> _Set problem_: Pick up the C++ dispatch walkthrough below, which comes before the records, and continue it from its final sentence.

The so-called dynamic dispatch
, or simply polymorphism, occurs here. The choice of the appropriate print
method is made in run-time.
If we wanted to add support for a new element, such as Link
, then a new method will have to be added to the Printer
class and to all inheriting classes. But it will not be at all as easy as it seems at first glance. In the next example we will see why.
Example 2. Multiple classes, one algorithm
Now we have several classes, but all of them will write out to the Markdown format.
struct MarkdownPrinter {
void print(const Paragraph& paragraph) {
std::cout << paragraph.text << "\n\n";
}
void print(const Link& link) {
std::cout << "[" << link.text << "](" << link.url << ")\n";
}
void print(const List& list) {
for (const auto& item : list.items) {
std::cout << "- " << item << "\n";
}
}
};
This time the usage looks like this:
int main() {
MarkdownPrinter printer;
Element* element = getElement();
// Ouch, that doesn't look good!
if (auto paragraph = dynamic_cast<Paragraph*>(element)) {
printer.print(*paragraph);
} else if (auto link = dynamic_cast<Link*>(element)) {
printer.print(*link);
} else if (auto list = dynamic_cast<List*>(element)) {
printer.print(*list);
}
}
Here we have the so-called “static dispatch”, that is, the choice of the print
method is taken at compile time. But this is possible only after obtaining a specific element through dynamic casting.
If we see this type of casting, it is immediately clear that something is wrong. Seeing such code, some people will think that the print
function should be a virtual method in the Element
class implemented by Paragraph
, Link
and List
. Then there will be no casting, and polymorphism will take care of things.

> _Supplied data_:
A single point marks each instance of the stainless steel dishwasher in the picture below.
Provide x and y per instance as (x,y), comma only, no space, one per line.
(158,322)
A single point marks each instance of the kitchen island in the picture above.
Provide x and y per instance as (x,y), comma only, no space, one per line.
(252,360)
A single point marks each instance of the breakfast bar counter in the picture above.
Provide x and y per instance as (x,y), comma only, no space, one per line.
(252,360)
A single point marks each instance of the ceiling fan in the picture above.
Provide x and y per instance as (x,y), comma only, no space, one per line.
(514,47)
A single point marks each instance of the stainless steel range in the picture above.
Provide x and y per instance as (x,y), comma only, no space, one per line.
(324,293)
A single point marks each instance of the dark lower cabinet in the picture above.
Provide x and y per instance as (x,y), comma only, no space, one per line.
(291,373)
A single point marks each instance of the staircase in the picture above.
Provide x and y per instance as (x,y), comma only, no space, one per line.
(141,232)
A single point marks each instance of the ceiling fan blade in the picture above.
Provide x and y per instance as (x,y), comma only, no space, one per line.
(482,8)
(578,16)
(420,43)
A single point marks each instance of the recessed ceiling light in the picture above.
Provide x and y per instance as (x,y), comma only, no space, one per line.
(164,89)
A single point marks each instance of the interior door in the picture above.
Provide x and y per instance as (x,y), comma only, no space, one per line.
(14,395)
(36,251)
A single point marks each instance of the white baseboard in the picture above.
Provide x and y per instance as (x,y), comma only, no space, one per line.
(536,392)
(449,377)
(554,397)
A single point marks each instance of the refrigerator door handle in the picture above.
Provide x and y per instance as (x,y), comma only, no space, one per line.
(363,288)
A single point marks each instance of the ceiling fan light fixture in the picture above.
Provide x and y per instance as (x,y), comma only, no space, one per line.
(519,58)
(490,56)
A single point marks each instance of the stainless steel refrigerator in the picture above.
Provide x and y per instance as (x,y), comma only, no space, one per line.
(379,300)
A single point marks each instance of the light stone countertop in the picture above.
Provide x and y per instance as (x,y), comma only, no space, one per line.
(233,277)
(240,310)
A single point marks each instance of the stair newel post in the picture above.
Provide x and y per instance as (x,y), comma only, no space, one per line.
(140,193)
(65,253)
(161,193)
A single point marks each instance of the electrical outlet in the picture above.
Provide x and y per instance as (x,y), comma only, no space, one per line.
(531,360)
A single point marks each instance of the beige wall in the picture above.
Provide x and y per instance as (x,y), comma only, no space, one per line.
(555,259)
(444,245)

> _Result of the exercise_:
struct Element {
virtual void printInMarkdown() = 0;
};
struct Paragraph : Element {
std::string text;
void printInMarkdown() override {
std::cout << text << "\n\n";
}
};
struct Link : Element {
std::string url;
std::string text;
void printInMarkdown() override {
std::cout << "[" << text << "](" << url << ")\n";
}
};
struct List : Element {
std::vector<std::string> items;
void printInMarkdown() override {
for (const auto& item : items) {
std::cout << "- " << item << "\n";
}
}
};
We no longer have a dedicated printer, and the code looks like this:
int main() {
Element* element = getElement();
element->printInMarkdown();
}
And indeed, this is often a sufficient solution, although it has one major drawback: the implementation of writing out to Markdown will now be scattered over several classes, instead of being grouped in one place.
Moreover, the behavior we added to the Element
class may not fit there at all. Simple data containers have suddenly become responsible for writing themselves out.
With help comes the visitor pattern, which will allow us to separate data from behavior.
struct Element {
virtual void print(MarkdownPrinter* printer) override = 0;
};
struct Paragraph : Element {
std::string text;
void print(MarkdownPrinter* printer) override {
printer->print(*this);
}
};
struct Link : Element {
std::string url;
std::string text;
void print(MarkdownPrinter* printer) override {
printer->print(*this);
}
};
struct List : Element {
std::vector<std::string> items;
void print(MarkdownPrinter* printer) override {
printer->print(*this);
}
};
And now it’s pretty good, because we have full separation of data and behavior. This is exactly what the visitor is used for.
int main() {
Element* element = getElement();
MarkdownPrinter printer;
element->print(&printer);
}
Here we have obtained the so-called “double dispatch”, that is, the selection of the Element::print
method is dynamic (polymorphism), and the selection of the MarkdownPrinter::print
method is static (function name overloading).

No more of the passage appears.